= Beginning of Section =
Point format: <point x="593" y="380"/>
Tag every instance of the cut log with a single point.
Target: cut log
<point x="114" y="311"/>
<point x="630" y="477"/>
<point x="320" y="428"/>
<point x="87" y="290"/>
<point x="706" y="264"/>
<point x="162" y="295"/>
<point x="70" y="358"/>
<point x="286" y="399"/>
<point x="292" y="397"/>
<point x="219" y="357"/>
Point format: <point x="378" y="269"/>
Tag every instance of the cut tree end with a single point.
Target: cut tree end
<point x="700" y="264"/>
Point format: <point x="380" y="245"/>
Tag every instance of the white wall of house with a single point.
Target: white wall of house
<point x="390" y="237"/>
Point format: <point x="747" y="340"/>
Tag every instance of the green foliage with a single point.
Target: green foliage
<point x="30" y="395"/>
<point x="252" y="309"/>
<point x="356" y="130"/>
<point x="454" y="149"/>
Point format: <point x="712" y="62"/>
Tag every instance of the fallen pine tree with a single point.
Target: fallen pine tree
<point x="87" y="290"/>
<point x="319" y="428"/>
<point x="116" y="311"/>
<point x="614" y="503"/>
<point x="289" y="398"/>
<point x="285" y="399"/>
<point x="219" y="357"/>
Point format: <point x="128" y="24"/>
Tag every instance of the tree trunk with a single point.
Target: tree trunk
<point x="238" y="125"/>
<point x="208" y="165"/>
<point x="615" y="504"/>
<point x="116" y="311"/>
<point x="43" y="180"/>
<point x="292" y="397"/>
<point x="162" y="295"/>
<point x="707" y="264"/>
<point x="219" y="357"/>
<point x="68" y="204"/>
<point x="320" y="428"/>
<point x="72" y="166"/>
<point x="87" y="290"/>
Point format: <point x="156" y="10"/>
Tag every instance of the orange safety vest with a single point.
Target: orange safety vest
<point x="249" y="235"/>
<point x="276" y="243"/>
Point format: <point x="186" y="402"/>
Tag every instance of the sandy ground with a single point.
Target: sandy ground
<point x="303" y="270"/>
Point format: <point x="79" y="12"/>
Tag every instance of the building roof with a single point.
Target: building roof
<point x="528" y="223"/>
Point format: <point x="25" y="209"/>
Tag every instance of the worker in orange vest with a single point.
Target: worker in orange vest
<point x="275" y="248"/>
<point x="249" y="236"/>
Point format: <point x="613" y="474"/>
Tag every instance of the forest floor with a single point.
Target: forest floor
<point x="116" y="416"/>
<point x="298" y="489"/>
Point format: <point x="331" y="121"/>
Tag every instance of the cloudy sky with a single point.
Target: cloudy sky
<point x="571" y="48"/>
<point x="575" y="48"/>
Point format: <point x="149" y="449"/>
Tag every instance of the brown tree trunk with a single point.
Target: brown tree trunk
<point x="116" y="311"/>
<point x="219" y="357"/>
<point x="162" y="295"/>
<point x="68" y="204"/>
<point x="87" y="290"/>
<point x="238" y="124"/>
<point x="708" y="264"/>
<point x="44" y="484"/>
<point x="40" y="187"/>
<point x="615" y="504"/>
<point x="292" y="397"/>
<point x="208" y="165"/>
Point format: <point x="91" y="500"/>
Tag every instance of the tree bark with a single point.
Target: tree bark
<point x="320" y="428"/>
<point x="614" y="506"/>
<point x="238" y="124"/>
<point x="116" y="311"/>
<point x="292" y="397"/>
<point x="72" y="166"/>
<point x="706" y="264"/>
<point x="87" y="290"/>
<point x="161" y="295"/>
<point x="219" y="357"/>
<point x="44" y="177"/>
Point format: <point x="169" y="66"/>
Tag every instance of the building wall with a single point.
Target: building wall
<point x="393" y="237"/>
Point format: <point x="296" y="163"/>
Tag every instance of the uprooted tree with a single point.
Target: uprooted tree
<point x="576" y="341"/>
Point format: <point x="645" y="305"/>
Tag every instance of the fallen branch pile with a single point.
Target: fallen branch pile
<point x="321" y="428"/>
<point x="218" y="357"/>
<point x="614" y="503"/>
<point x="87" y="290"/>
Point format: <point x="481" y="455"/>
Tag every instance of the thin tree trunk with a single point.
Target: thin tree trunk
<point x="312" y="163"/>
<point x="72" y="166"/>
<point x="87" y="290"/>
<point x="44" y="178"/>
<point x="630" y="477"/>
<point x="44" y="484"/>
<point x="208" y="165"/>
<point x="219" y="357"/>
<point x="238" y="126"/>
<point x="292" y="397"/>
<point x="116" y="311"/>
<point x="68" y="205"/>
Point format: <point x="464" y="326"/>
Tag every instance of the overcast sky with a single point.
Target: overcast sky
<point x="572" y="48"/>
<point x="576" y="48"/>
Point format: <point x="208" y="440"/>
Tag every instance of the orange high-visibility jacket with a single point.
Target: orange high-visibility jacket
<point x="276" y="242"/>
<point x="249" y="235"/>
= End of Section =
## Task instructions
Return the whole of the data, character for character.

## Response to this task
Point format: <point x="593" y="380"/>
Tag every instance of the cut log with a single point.
Target: cut log
<point x="114" y="311"/>
<point x="630" y="477"/>
<point x="320" y="428"/>
<point x="87" y="290"/>
<point x="706" y="264"/>
<point x="162" y="295"/>
<point x="70" y="358"/>
<point x="286" y="399"/>
<point x="292" y="397"/>
<point x="219" y="357"/>
Point format: <point x="378" y="269"/>
Tag every instance of the cut tree end with a single point.
Target: cut tree end
<point x="700" y="264"/>
Point format: <point x="380" y="245"/>
Tag every instance of the white wall of house with a single point.
Target: white wall of house
<point x="390" y="237"/>
Point format: <point x="747" y="340"/>
Tag every instance of the green foliage with a single point.
Target: green foliage
<point x="30" y="395"/>
<point x="252" y="309"/>
<point x="356" y="130"/>
<point x="454" y="149"/>
Point format: <point x="712" y="62"/>
Tag every instance of the fallen pine tree with a single point.
Target: fallen pine tree
<point x="87" y="290"/>
<point x="319" y="428"/>
<point x="116" y="311"/>
<point x="614" y="503"/>
<point x="289" y="398"/>
<point x="285" y="399"/>
<point x="219" y="357"/>
Point format: <point x="128" y="24"/>
Tag every instance of the tree trunk with a single point.
Target: tree trunk
<point x="238" y="125"/>
<point x="208" y="165"/>
<point x="615" y="504"/>
<point x="116" y="311"/>
<point x="43" y="180"/>
<point x="292" y="397"/>
<point x="162" y="295"/>
<point x="707" y="264"/>
<point x="219" y="357"/>
<point x="68" y="204"/>
<point x="320" y="428"/>
<point x="72" y="166"/>
<point x="87" y="290"/>
Point format: <point x="156" y="10"/>
Tag every instance of the orange safety vest with a single point.
Target: orange safety vest
<point x="249" y="235"/>
<point x="276" y="243"/>
Point format: <point x="186" y="402"/>
Tag every instance of the sandy ground with a single point.
Target: sandy ground
<point x="303" y="270"/>
Point format: <point x="79" y="12"/>
Tag every instance of the building roof with a single point.
Target: building roof
<point x="528" y="223"/>
Point format: <point x="25" y="209"/>
Tag every instance of the worker in orange vest with a single point.
Target: worker in orange vest
<point x="275" y="248"/>
<point x="249" y="236"/>
Point format: <point x="613" y="474"/>
Tag every instance of the forest floor with a single point.
Target: forest floor
<point x="116" y="416"/>
<point x="298" y="489"/>
Point format: <point x="331" y="121"/>
Tag every instance of the cloudy sky with a single point.
Target: cloudy sky
<point x="571" y="48"/>
<point x="575" y="48"/>
Point format: <point x="149" y="449"/>
Tag every instance of the brown tree trunk with a single point.
Target: brown tree trunk
<point x="116" y="311"/>
<point x="219" y="357"/>
<point x="162" y="295"/>
<point x="68" y="204"/>
<point x="87" y="290"/>
<point x="238" y="124"/>
<point x="708" y="264"/>
<point x="44" y="484"/>
<point x="40" y="187"/>
<point x="615" y="504"/>
<point x="292" y="397"/>
<point x="208" y="165"/>
Point format: <point x="91" y="500"/>
Tag every instance of the tree bark with a single point.
Target: tree bark
<point x="320" y="428"/>
<point x="614" y="506"/>
<point x="238" y="124"/>
<point x="116" y="311"/>
<point x="292" y="397"/>
<point x="72" y="166"/>
<point x="706" y="264"/>
<point x="87" y="290"/>
<point x="161" y="295"/>
<point x="219" y="357"/>
<point x="44" y="177"/>
Point format: <point x="169" y="66"/>
Tag every instance of the building wall with a single point.
Target: building wall
<point x="393" y="237"/>
Point format: <point x="296" y="163"/>
Tag every instance of the uprooted tree with a single point.
Target: uprooted tree
<point x="576" y="341"/>
Point format: <point x="645" y="305"/>
Tag every instance of the fallen branch pile with a single point.
Target: fallen branch pile
<point x="321" y="428"/>
<point x="218" y="357"/>
<point x="614" y="503"/>
<point x="87" y="290"/>
Point format: <point x="481" y="455"/>
Tag every instance of the thin tree trunk with a single point.
Target: thin tree trunk
<point x="312" y="163"/>
<point x="72" y="166"/>
<point x="87" y="290"/>
<point x="44" y="178"/>
<point x="630" y="477"/>
<point x="44" y="484"/>
<point x="208" y="165"/>
<point x="219" y="357"/>
<point x="238" y="126"/>
<point x="292" y="397"/>
<point x="116" y="311"/>
<point x="68" y="205"/>
Point format: <point x="464" y="326"/>
Tag every instance of the overcast sky with a single point.
Target: overcast sky
<point x="572" y="48"/>
<point x="576" y="48"/>
Point format: <point x="208" y="440"/>
Tag every instance of the orange high-visibility jacket with a single point.
Target: orange high-visibility jacket
<point x="276" y="242"/>
<point x="249" y="235"/>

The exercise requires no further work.